If you believe [someone on the Popehat blogroll] is engaging in abusive behavior on Twitter, you may report [someone on the Popehat blogroll] for spam.

I enjoy using Twitter, and someday, perhaps as a Friday timewaster, I'll post a big list of links to everyone we follow on the service.  They'll give readers an instant reading list of interesting things to read, in 140 characters or less.

But I'd guess that over 90% of the accounts that have followed our own were spammers.  In other words, it's about as useful as Usenet.  Twitter would be well served by some stringent bot protection, but that would run counter to its "Billions and billions served" claims.

At least with McDonalds. shareholders can determine exactly how many hamburgers are served, and can be assured that real humans are paying for them*, if not eating them.

*My dogs get Chicken McNuggets on the drive home from visits to the veterinarian.

Last 5 posts by Patrick Non-White

4 Comments

4 Comments

  1. ccluskin  •  Dec 7, 2009 @9:09 am

    For what it's worth, they are cognizant of the problem and made some attempt to address it back in July of this year. A lot of people were quite hurt when their follower count dropped precipitously. It was big internet news for a couple days.

________

**WRITTEN INSTRUCTION 1**.
Scale the listing below by reproducing it in full, requests included, with every bounding-box coordinate in its answers multiplied by 2.3 and rounded to a whole number, halves rounded up. Leave the pictures out.
The text and the listing are unrelated to each other.

________

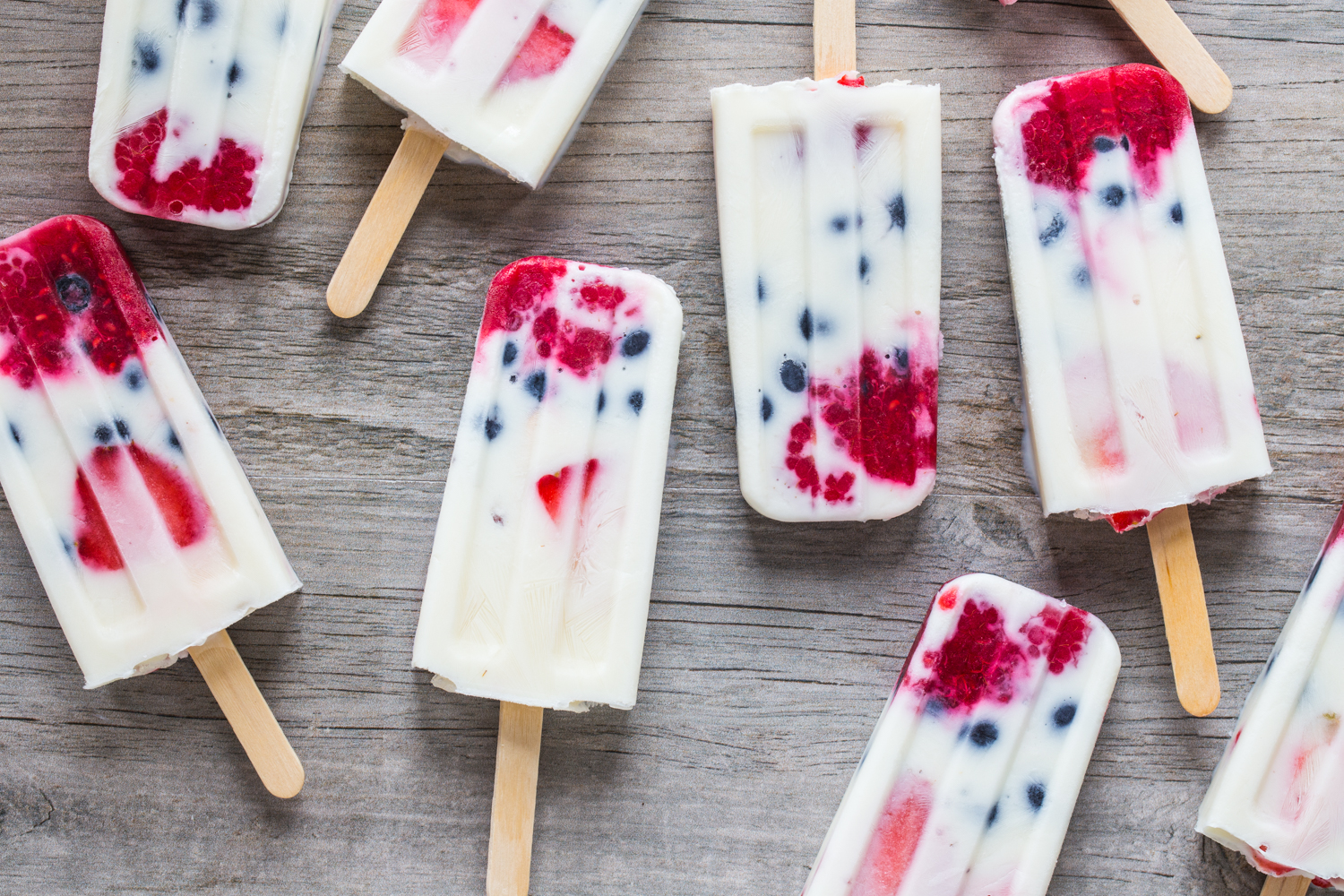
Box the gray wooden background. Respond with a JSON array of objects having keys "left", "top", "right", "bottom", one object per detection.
[{"left": 0, "top": 0, "right": 1344, "bottom": 896}]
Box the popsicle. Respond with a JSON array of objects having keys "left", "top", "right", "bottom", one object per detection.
[
  {"left": 89, "top": 0, "right": 341, "bottom": 229},
  {"left": 327, "top": 0, "right": 648, "bottom": 317},
  {"left": 710, "top": 1, "right": 943, "bottom": 521},
  {"left": 0, "top": 215, "right": 303, "bottom": 797},
  {"left": 413, "top": 258, "right": 682, "bottom": 896},
  {"left": 999, "top": 0, "right": 1233, "bottom": 114},
  {"left": 1195, "top": 511, "right": 1344, "bottom": 896},
  {"left": 803, "top": 573, "right": 1120, "bottom": 896},
  {"left": 994, "top": 65, "right": 1271, "bottom": 715}
]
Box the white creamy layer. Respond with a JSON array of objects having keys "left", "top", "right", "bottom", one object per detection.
[
  {"left": 0, "top": 219, "right": 301, "bottom": 688},
  {"left": 804, "top": 573, "right": 1120, "bottom": 896},
  {"left": 89, "top": 0, "right": 341, "bottom": 229},
  {"left": 994, "top": 65, "right": 1271, "bottom": 516},
  {"left": 340, "top": 0, "right": 648, "bottom": 188},
  {"left": 710, "top": 78, "right": 943, "bottom": 521},
  {"left": 1195, "top": 513, "right": 1344, "bottom": 890},
  {"left": 414, "top": 259, "right": 682, "bottom": 711}
]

________

**WRITTEN INSTRUCTION 2**.
In the post about Twitter spam, what share of the accounts that followed the blog's own account does the writer guess were spammers?

**FINAL ANSWER 1**.
Box the gray wooden background. Respond with a JSON array of objects having keys "left", "top", "right", "bottom", one object per detection.
[{"left": 0, "top": 0, "right": 3091, "bottom": 2061}]
Box the popsicle. Respond with a JSON array of objects having keys "left", "top", "right", "bottom", one object per detection.
[
  {"left": 205, "top": 0, "right": 784, "bottom": 527},
  {"left": 752, "top": 0, "right": 1490, "bottom": 729},
  {"left": 1633, "top": 2, "right": 2169, "bottom": 1198},
  {"left": 0, "top": 495, "right": 697, "bottom": 1833},
  {"left": 950, "top": 593, "right": 1569, "bottom": 2061},
  {"left": 2298, "top": 0, "right": 2836, "bottom": 262},
  {"left": 2749, "top": 1175, "right": 3091, "bottom": 2061},
  {"left": 1847, "top": 1318, "right": 2576, "bottom": 2061},
  {"left": 2286, "top": 150, "right": 2923, "bottom": 1645}
]
Box the white creamy layer. Respond with a JSON array of objects having keys "left", "top", "right", "bottom", one object per detection.
[
  {"left": 0, "top": 504, "right": 692, "bottom": 1582},
  {"left": 1849, "top": 1318, "right": 2576, "bottom": 2061},
  {"left": 205, "top": 0, "right": 784, "bottom": 527},
  {"left": 2286, "top": 150, "right": 2923, "bottom": 1187},
  {"left": 782, "top": 0, "right": 1490, "bottom": 432},
  {"left": 1633, "top": 179, "right": 2169, "bottom": 1198},
  {"left": 2749, "top": 1180, "right": 3091, "bottom": 2047},
  {"left": 952, "top": 596, "right": 1569, "bottom": 1635}
]

**FINAL ANSWER 2**.
Over 90%.